### [APPLY WHAT YOU READ]
a – In the forum thread, what metal does Refining Rick say is used to drop the gold out as black colloidal gold?
b – Reproduce the forum thread word for word between "Yes, some gold" and "Rick (Jun 5, 2017)", inclusive.

### [SUPPLIED PASSAGE]
# Writer needs help with gold and slag(?)



## jparks (Jun 5, 2017)

Hi.

First, big thanks in advance!! Hopefully you find this a fun/interesting thought experiment.

QUESTION: Can a person in 1863 smelt/refine placer gold (and melt gold coins) and then hide it inside something else (I'm thinking slag, but I have no idea if that's even the correct term)?

WHY I'M ASKING: I've started a Western series based in Colorado. I've published the first book in the series but I won't point you to it as I'm not here to sell (mentioned just so you know I'm serious).

Been googling and searching the forum but without luck as I don't know enough (anything) about the process to know what I'm looking at  

Here's the backstory:

In 1863, the Clark, Gruber & Co. mint in Denver was bought out by the Federal government (true). A local gangster gets the idea to steal some of the mint's coin hoard and gold dust when they move locations (they did move locations but the theft is fiction). The gangster hires a seasoned smelter/refiner to convert the gold into bars/ingots. This person decides to take an extra cut by hiding gold inside SOMETHING so that anyone looking at it has no idea there's gold in it. My initial thought, but I don't know if this is even possible, is to hide buttons of gold inside melted black sand (is that slag?). Maybe the end product just looks like black glass beads. Of course, I don't know if melted sand would be so hot it would melt the gold--but maybe that's okay as long as the finished product looks nothing like gold. The man then passes it off as waste material from the smelting/refining process.

So is this possible or is there a better way to hide gold in plain sight from his gangster boss?

Thanks!!

Joseph


----------



## Topher_osAUrus (Jun 5, 2017)

Well, a nobel prize was hidden from the nazi's by simply dissolving in aqua regia.

But, to answer your questions
Black sand is not the same as slag

Yes, some gold could be hidden in slag as small prills, but they would be visible to some extent, and if he was wanting to hide a LOT of gold, he would probably be better off going another route. By dissolving the gold, only precipitating some of it, then cementing the rest on copper, so it looks like worthless black sludge.


----------



## Refining Rick (Jun 5, 2017)

They use tin to drop it out as black colloidal gold. Lacquer (or otherwise fuse) it together in to lumps. Hide it in the coal car of the train and voilà. Looks like coal.
You could toss in a good side story on the how they got the tin from old cans or something.


----------



## jparks (Jun 5, 2017)

Thanks for the replies!

With either method, could the result be melted and poured into a mold? 

What I want to ultimately happen is that the smelter/refiner turns it into something "decorative" that he hides in his house.

After he completes the refining for the gangster, the gangster kills him. I need the gold to be hidden in plain site inside the smelter/refiner's house. So it needs to be something his wife wouldn't throw away (or in the case of the coal, burn for fuel--though that could probably work). Initial thought is he turns it into decorative objects like "toys" for his two children and privets for the wife. After he's killed, his children play with these things and pass them down to their children, never knowing they've been playing with quite a bit of gold this whole time.


----------



## Topher_osAUrus (Jun 5, 2017)

### [ENTRIES SHOWN]

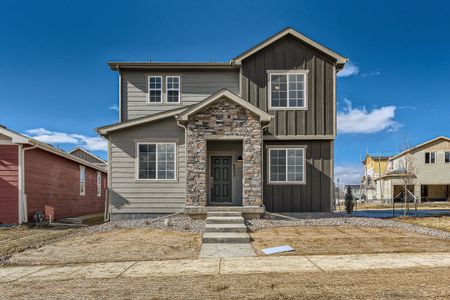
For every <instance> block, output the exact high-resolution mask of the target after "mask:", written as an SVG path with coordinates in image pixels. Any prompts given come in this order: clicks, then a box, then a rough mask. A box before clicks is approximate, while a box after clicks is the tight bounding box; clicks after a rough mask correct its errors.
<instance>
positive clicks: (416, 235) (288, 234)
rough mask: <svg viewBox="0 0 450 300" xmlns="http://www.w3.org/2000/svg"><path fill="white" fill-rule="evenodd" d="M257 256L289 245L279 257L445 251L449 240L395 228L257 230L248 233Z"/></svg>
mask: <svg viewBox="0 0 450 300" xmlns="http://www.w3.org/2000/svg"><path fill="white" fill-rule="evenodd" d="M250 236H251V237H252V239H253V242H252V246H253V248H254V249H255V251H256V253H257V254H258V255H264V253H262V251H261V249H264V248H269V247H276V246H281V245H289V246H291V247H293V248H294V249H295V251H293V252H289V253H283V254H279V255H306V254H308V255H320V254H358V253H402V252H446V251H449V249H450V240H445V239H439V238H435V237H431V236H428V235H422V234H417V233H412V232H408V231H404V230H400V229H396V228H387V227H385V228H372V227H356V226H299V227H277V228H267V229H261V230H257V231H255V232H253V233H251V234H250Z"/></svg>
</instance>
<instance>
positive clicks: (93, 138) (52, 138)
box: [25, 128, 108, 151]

### [SOLUTION LIST]
a – Tin.

b –
Yes, some gold could be hidden in slag as small prills, but they would be visible to some extent, and if he was wanting to hide a LOT of gold, he would probably be better off going another route. By dissolving the gold, only precipitating some of it, then cementing the rest on copper, so it looks like worthless black sludge.


----------



## Refining Rick (Jun 5, 2017)